(Materials provided Opens)

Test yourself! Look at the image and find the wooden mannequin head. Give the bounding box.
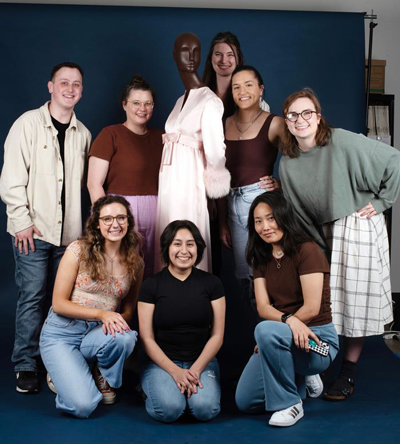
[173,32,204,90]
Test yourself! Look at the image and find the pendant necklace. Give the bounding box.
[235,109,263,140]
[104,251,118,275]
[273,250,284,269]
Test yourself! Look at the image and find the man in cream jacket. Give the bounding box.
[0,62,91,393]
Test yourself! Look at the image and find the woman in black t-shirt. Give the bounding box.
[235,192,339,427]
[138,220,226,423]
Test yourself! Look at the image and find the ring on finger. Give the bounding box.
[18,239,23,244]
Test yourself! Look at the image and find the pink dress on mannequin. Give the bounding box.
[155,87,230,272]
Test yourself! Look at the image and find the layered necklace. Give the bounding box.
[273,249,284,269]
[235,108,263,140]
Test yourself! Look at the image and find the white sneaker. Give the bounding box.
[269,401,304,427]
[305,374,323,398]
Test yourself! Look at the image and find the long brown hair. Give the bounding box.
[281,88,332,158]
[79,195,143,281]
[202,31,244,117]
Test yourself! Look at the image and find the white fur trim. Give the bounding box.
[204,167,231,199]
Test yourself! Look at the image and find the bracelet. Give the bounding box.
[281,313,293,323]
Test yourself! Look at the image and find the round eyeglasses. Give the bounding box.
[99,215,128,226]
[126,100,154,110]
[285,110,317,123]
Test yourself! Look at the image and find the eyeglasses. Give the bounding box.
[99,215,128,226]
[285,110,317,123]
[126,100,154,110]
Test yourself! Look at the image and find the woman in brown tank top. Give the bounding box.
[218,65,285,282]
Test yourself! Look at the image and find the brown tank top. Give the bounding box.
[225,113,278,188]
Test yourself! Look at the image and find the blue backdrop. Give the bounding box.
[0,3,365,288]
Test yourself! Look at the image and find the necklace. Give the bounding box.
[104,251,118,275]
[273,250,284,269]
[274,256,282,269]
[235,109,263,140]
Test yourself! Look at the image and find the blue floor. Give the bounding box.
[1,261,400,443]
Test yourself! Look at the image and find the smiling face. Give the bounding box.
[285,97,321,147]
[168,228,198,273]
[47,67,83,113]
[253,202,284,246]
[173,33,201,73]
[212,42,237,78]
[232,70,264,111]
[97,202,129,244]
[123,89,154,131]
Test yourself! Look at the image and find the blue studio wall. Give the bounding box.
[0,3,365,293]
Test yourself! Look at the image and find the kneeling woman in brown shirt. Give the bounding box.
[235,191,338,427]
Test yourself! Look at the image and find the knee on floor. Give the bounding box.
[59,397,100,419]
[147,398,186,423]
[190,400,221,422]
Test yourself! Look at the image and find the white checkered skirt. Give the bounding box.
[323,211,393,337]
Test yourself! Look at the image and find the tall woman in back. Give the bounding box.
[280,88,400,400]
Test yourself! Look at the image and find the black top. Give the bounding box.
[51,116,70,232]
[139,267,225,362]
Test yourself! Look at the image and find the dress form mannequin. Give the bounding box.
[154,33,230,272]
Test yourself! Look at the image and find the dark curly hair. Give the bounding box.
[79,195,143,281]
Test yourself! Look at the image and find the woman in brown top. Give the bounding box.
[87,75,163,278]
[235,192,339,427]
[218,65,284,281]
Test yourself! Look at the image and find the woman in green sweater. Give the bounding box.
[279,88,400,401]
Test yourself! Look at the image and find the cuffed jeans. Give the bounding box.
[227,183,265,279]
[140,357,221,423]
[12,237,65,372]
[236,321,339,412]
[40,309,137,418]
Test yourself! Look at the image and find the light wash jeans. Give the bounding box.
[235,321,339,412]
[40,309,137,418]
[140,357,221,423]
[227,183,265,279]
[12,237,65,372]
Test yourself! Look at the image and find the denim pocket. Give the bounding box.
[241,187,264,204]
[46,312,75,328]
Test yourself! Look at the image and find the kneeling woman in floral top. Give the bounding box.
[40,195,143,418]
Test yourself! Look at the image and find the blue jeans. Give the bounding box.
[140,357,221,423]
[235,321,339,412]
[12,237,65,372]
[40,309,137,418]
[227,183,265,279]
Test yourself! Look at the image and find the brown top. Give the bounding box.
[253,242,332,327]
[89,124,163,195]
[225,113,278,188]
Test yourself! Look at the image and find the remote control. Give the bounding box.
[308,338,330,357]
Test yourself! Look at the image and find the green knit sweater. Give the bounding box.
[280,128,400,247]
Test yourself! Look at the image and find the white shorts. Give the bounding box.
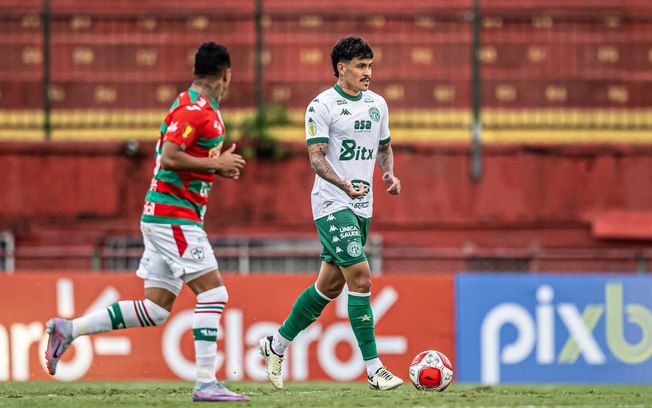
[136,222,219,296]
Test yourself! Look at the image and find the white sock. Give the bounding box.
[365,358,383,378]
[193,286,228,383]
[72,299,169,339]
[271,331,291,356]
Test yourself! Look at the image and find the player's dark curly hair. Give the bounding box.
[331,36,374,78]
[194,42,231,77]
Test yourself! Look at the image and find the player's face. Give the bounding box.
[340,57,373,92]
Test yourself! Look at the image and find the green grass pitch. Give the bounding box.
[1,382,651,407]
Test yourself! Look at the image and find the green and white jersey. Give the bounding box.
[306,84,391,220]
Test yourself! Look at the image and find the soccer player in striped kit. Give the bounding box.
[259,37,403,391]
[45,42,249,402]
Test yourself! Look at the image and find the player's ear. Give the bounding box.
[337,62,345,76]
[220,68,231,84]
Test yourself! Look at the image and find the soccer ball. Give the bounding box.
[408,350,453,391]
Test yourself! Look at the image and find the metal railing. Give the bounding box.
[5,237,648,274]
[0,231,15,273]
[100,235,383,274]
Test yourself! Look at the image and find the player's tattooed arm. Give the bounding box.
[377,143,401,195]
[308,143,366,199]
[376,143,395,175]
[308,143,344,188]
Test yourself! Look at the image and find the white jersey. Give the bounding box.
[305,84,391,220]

(Materials provided Closes)

All of the data must be set down exactly, with no pictures included.

_Task response:_
Test yourself! Look at the image and find the wooden mannequin head. Give the bounding box.
[173,32,204,90]
Test yourself! Look at the image and find the pendant necklace. Give the bounding box.
[235,109,263,140]
[104,251,118,275]
[273,250,284,269]
Test yourself! Look at the image and find the man in cream jacket. Give the bounding box.
[0,62,91,393]
Test yourself! Look at the image and find the woman in black t-shirt. Give the bounding box.
[235,192,339,427]
[138,220,226,423]
Test yourself! Look at the image and find the ring on finger. Give the bounding box.
[18,239,23,244]
Test yourself! Look at the image and find the pink dress on mannequin. Give the bounding box.
[155,87,230,272]
Test yourself! Look at the image and find the layered necklace. Give the bounding box.
[273,249,284,269]
[235,108,263,140]
Test yourself! Look at the image and find the white sneaker. Give the bounding box.
[269,401,304,427]
[305,374,323,398]
Test yourself! Look at the image and find the long brown hair. Give the bounding box.
[281,88,332,158]
[79,195,143,281]
[202,31,244,117]
Test yourself! Look at the image and find the white fur trim. Give the bounding box.
[204,167,231,199]
Test yourself! Look at the image and find the bracelet. Give the bounding box.
[281,313,293,323]
Test yourself! Look at the image and find the round eyeglasses. Give the bounding box.
[99,215,128,226]
[126,100,154,110]
[285,110,317,123]
Test yourself! Look at the image and find the eyeglasses. Give the bounding box.
[99,215,128,226]
[285,110,317,123]
[126,100,154,110]
Test yourself! Look at the image and find the woman in brown tank top. Give the bounding box.
[218,65,285,282]
Test yourself! Look at the image and find the brown tank top. Give the bounding box.
[225,113,278,188]
Test yourself! Look at the image and find the blue backdrop. Give the bounding box.
[0,3,365,288]
Test yourself! Look at the image and find the necklace. Give the bounding box.
[104,251,118,275]
[273,250,284,269]
[274,256,282,269]
[235,109,263,140]
Test yourself! Look at the image and find the blue floor. Give the bounding box.
[1,261,400,443]
Test yourself! Look at the image and find the smiling face. Give the bounding box.
[285,97,321,147]
[168,228,198,273]
[47,67,83,113]
[253,202,284,246]
[173,33,201,73]
[212,42,237,78]
[232,70,264,111]
[97,202,129,244]
[123,89,154,131]
Test yourself! Look at the image and find the blue studio wall. Give the bounding box.
[0,3,365,293]
Test yourself! Look at the image and find the kneeling woman in brown shirt. Give the bounding box.
[235,191,338,427]
Test yourself! Look at the image and find the knee on floor. Give the bounding box.
[59,397,100,419]
[147,398,186,423]
[190,400,221,422]
Test yourself! Look at the image and find the white checkered skirt. Give the bounding box.
[323,211,393,337]
Test yourself! Look at the image and find the tall woman in back. Give the bounding box.
[280,88,400,400]
Test yourself! Look at the image and find the black top. Give the bounding box.
[51,116,70,232]
[139,267,225,362]
Test yourself! Look at the image and find the dress form mannequin. Give the bounding box.
[154,33,230,272]
Test yourself! Look at the image and find the dark curly hair. Give the bounding box.
[79,195,143,281]
Test yourself! Look at the image and find the woman in brown top. Give the bounding box.
[87,75,163,278]
[235,192,339,427]
[218,65,284,281]
Test yourself! Look at the image and find the woman in green sweater. Give the bounding box.
[279,88,400,401]
Test yourself! Look at the image and find the cuffed jeans. Give the bounding box.
[227,183,265,279]
[140,357,221,423]
[12,237,65,372]
[236,321,339,412]
[40,309,137,418]
Test yourself! Look at the image and find the light wash jeans. Give the bounding box.
[235,321,339,412]
[40,309,137,418]
[140,357,221,423]
[227,183,265,279]
[12,237,65,372]
Test yourself! Look at the image and find the denim pocket. Give the bounding box.
[241,187,264,204]
[46,312,75,328]
Test yourself! Look at the image and find the kneeling woman in floral top. Give the bounding box.
[40,195,143,418]
Test yourself! Look at the image and find the blue jeans. Give the bounding box.
[140,357,221,423]
[235,321,339,412]
[12,237,65,372]
[40,309,137,418]
[227,183,265,279]
Test yourself! Look at the image and find the brown top. Give the bounding box.
[253,242,332,327]
[89,124,163,195]
[225,113,278,188]
Test yourself! Look at the image and find the remote control. Give the bounding box.
[308,338,330,357]
Test yourself! Look at the image and find the green knit sweater. Give the bounding box.
[280,128,400,247]
Test yourself! Look at the image and find the white shorts. Give the bounding box.
[136,222,219,296]
Test yourself! Look at the image and find the white sock. Give the bounding box.
[365,358,383,378]
[193,286,228,383]
[72,299,169,339]
[271,331,291,356]
Test yourself! Look at the image and find the player's dark curly hair. Give the bounding box.
[331,36,374,78]
[194,42,231,77]
Test yourself! Look at the image and find the player's face. Give the bounding box.
[340,57,373,92]
Test yourself! Look at the image and find the green grass pitch. Give the bounding box.
[1,382,651,407]
Test yourself! Look at the image and find the green and white jersey. Give the bounding box.
[306,84,391,220]
Test yourself! Look at the image and find the soccer player in striped kit. Give the bounding box.
[259,37,403,391]
[45,42,249,402]
Test yourself! Look at the image and find the player's ear. Give the bounding box.
[337,62,345,76]
[220,68,231,84]
Test yourself! Look at the image and find the soccer ball. Give the bounding box.
[408,350,453,391]
Test yourself! Look at the image and find the metal railing. Give the bounding box.
[5,237,648,274]
[0,231,15,273]
[100,235,383,274]
Test yourself! Look at the image and find the player's tattooed arm. Give the bounding box.
[377,143,401,195]
[308,143,366,199]
[376,143,395,175]
[308,143,344,188]
Test yourself! Look at the image and find the white jersey. Give the bounding box.
[305,84,391,220]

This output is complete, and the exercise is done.